- _REQUIRED WORK_:
Could the lines from the one with "The function MUST provide one point per instance of the gray" through the end of the listing be restated exactly, with nothing else included?

Part of a data file

········

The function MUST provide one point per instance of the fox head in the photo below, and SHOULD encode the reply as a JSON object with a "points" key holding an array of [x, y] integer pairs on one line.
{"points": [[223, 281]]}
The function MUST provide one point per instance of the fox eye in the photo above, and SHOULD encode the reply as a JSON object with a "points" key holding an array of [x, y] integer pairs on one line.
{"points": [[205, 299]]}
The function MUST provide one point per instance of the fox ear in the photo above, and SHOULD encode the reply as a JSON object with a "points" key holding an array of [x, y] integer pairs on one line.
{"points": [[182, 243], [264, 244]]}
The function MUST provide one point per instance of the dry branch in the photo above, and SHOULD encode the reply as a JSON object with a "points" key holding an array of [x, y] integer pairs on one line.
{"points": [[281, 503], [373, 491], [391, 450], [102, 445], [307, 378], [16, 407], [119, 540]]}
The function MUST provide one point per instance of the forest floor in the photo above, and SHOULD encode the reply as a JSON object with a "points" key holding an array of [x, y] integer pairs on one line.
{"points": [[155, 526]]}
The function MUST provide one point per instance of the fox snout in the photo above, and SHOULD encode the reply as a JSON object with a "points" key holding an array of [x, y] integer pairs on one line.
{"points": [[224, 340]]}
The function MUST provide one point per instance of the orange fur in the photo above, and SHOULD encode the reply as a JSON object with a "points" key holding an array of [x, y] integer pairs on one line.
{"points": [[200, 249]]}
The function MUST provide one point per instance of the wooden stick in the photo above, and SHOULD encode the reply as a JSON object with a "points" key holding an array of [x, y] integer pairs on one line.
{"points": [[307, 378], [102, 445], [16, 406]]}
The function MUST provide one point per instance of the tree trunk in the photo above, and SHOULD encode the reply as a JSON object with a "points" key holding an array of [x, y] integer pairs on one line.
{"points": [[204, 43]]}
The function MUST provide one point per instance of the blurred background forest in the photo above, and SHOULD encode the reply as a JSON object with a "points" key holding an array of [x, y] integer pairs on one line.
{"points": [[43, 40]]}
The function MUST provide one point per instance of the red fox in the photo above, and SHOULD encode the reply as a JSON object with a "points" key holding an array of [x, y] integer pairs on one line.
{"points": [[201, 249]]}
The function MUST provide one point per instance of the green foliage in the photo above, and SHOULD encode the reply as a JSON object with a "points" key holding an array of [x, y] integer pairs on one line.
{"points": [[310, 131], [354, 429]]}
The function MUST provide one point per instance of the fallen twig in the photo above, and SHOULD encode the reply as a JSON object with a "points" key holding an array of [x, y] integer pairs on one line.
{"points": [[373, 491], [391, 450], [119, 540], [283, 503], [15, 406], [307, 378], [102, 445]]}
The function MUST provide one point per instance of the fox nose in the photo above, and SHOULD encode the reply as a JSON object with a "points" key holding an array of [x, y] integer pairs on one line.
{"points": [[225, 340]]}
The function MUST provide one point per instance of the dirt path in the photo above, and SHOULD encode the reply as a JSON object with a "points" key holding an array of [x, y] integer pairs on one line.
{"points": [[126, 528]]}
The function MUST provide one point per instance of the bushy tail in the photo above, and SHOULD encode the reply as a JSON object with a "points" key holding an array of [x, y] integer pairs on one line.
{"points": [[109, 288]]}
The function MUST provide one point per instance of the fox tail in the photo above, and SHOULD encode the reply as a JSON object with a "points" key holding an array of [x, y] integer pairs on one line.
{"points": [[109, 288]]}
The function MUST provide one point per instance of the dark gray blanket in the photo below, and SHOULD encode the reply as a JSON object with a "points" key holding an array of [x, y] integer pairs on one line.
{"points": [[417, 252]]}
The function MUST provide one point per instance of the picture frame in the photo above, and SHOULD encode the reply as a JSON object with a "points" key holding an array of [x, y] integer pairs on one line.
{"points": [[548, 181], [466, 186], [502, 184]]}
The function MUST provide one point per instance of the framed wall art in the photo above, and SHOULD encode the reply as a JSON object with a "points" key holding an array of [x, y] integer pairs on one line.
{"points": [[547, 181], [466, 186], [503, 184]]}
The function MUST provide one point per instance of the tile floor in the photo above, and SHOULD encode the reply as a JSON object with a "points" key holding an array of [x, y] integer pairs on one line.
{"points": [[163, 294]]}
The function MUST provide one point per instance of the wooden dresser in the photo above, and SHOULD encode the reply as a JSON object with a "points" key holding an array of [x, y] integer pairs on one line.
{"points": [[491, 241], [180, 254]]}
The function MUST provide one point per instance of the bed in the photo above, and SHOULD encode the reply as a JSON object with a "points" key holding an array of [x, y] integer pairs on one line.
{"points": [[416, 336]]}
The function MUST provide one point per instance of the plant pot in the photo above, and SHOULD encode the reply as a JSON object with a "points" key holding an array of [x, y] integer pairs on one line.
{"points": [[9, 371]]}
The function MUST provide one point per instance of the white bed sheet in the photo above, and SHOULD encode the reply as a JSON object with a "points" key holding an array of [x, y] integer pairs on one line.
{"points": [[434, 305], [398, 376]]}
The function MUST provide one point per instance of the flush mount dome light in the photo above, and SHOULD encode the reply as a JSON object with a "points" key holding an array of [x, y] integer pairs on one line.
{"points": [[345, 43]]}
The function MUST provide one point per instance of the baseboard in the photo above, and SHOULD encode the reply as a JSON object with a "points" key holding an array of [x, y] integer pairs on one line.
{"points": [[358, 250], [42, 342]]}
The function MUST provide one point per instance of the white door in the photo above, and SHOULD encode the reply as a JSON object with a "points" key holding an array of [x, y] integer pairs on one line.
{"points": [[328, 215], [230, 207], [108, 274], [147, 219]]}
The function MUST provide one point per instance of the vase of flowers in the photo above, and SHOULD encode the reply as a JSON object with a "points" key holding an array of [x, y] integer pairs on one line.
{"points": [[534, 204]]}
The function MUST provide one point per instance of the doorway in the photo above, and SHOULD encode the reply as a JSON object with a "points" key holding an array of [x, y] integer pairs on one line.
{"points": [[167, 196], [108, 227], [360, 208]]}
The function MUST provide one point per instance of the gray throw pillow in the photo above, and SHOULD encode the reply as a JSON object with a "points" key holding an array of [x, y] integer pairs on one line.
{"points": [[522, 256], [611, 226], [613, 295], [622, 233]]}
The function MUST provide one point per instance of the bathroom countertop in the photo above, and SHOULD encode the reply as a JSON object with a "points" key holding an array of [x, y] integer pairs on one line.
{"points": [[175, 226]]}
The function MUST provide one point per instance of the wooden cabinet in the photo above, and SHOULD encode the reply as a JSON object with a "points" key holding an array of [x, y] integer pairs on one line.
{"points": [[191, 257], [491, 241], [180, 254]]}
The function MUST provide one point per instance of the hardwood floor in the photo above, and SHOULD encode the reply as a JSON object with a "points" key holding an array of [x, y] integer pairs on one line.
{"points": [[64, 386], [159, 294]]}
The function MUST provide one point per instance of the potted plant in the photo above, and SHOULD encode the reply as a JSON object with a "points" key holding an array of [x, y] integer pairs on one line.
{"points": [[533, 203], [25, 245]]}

········

- _ANSWER TO THIS EXERCISE_:
The function MUST provide one point per instance of the gray throw pillow in the photo above, and SHOULD encode the reply as a JSON object with a "points" key holding an array of [x, y] integer pairs on one line.
{"points": [[522, 256], [611, 226], [613, 295], [622, 233]]}
The function MUST provide one point per instance of the bathroom countertop in the photo above, and SHOULD encode the reply as a JSON object with a "points" key holding an array of [x, y] integer pairs on one line.
{"points": [[175, 226]]}
The function MUST provide one point per instance of the wooden cabinet in the photo above, and SHOULD encode the reply as a JSON object with a "points" key holding an array of [x, y] integer pairs on one line.
{"points": [[191, 257], [491, 241], [180, 254]]}
The function MUST provide one point per instance of the hardwood floor in the photo above, and SHOULD encode the reply as a JSON object with a "points" key holding an array of [x, y] integer pairs on one line.
{"points": [[64, 386], [159, 294]]}
The function MUST provide one point per instance of the potted plant in the photo above, and SHOULD encode the reply as a JSON object with a "points" key holding an array of [x, y] integer pairs on one line.
{"points": [[533, 203], [25, 245]]}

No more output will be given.